§ **Quoted passage**:
......

Kerrigan said the big bank CEOs who met with Trump on March 11 pledged to keep the capital flowing to small businesses. “It would be nice to hear specifically how they are going to help,” she said.
Moving quickly is critical
The congressional review of the SBA disaster loan history showed the average loan approval and disbursement was four weeks. That may be too long in this situation, and the SBA has not yet laid out rules for how loans will be evaluated and made in this scenario.
“The time is my absolute biggest fear,” Hurn said. “The primary mechanism to get relief and recovery for businesses is going to be the SBA and it can’t take weeks or months, that will be catastrophic and a real risk of running into a depression if they can’t move quickly.”
Even if Congress passes legislation tomorrow, the SBA has to promulgate rules and regulations for the lenders. He said if that takes weeks rather than days, “God help us.”
“Having access to that capital as quickly as possible will be critical to the survival of many of these businesses,” Kerrigan said. “As well as their ability to hold onto employees or bring back workers that they have had to lay off.”
Dr. Deborah Osgood, a workforce development and small business coach, said it’s critical for small business owners to remember amid the panic they may be experiencing as sales plummet that this is the time to be looking to the SBA and lenders to take action.
“Everyone is panicking and it is 100% tunnel vision on what they need to do today to minimize the impact,” Osgood said. “They are not recognizing that need to simultaneously look outside at what is happening with the SBA and keeping their customers confident. I encourage them to look beyond the tunnel vision and pay attention to opportunities starting to happen in economic development.”
She said the SBA has only one option when it comes to being ready with the infrastructure to handle this crisis: “They better be.”

......

§ **Records**:
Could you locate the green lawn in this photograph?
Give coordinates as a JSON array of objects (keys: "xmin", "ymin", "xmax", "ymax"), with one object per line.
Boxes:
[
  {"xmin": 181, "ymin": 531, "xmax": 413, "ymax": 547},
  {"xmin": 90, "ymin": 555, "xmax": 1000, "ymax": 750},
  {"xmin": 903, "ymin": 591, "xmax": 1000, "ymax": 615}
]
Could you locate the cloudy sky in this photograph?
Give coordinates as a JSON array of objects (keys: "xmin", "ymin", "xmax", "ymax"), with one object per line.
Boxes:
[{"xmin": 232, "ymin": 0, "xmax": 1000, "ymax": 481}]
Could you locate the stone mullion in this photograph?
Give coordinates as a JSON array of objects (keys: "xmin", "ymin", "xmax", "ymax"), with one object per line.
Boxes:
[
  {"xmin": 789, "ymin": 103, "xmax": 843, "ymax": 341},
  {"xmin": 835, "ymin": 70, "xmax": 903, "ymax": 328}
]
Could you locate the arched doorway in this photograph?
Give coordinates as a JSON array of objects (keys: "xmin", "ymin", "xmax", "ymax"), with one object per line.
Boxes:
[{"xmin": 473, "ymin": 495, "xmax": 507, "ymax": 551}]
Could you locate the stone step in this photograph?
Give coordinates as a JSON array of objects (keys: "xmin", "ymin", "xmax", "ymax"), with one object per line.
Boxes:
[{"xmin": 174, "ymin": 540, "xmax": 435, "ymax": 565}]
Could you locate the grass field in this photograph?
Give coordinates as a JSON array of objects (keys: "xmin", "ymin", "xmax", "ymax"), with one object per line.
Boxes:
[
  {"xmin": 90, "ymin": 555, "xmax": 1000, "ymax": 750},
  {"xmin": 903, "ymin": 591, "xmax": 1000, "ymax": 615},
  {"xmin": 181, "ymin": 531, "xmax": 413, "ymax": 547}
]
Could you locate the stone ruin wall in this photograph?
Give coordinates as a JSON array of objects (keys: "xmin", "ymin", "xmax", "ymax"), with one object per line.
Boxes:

......

§ **Task to carry out**: Reproduce the passage above about SBA disaster loans for small businesses in full, word for word.

§ **Expected answer**:
Kerrigan said the big bank CEOs who met with Trump on March 11 pledged to keep the capital flowing to small businesses. “It would be nice to hear specifically how they are going to help,” she said.
Moving quickly is critical
The congressional review of the SBA disaster loan history showed the average loan approval and disbursement was four weeks. That may be too long in this situation, and the SBA has not yet laid out rules for how loans will be evaluated and made in this scenario.
“The time is my absolute biggest fear,” Hurn said. “The primary mechanism to get relief and recovery for businesses is going to be the SBA and it can’t take weeks or months, that will be catastrophic and a real risk of running into a depression if they can’t move quickly.”
Even if Congress passes legislation tomorrow, the SBA has to promulgate rules and regulations for the lenders. He said if that takes weeks rather than days, “God help us.”
“Having access to that capital as quickly as possible will be critical to the survival of many of these businesses,” Kerrigan said. “As well as their ability to hold onto employees or bring back workers that they have had to lay off.”
Dr. Deborah Osgood, a workforce development and small business coach, said it’s critical for small business owners to remember amid the panic they may be experiencing as sales plummet that this is the time to be looking to the SBA and lenders to take action.
“Everyone is panicking and it is 100% tunnel vision on what they need to do today to minimize the impact,” Osgood said. “They are not recognizing that need to simultaneously look outside at what is happening with the SBA and keeping their customers confident. I encourage them to look beyond the tunnel vision and pay attention to opportunities starting to happen in economic development.”
She said the SBA has only one option when it comes to being ready with the infrastructure to handle this crisis: “They better be.”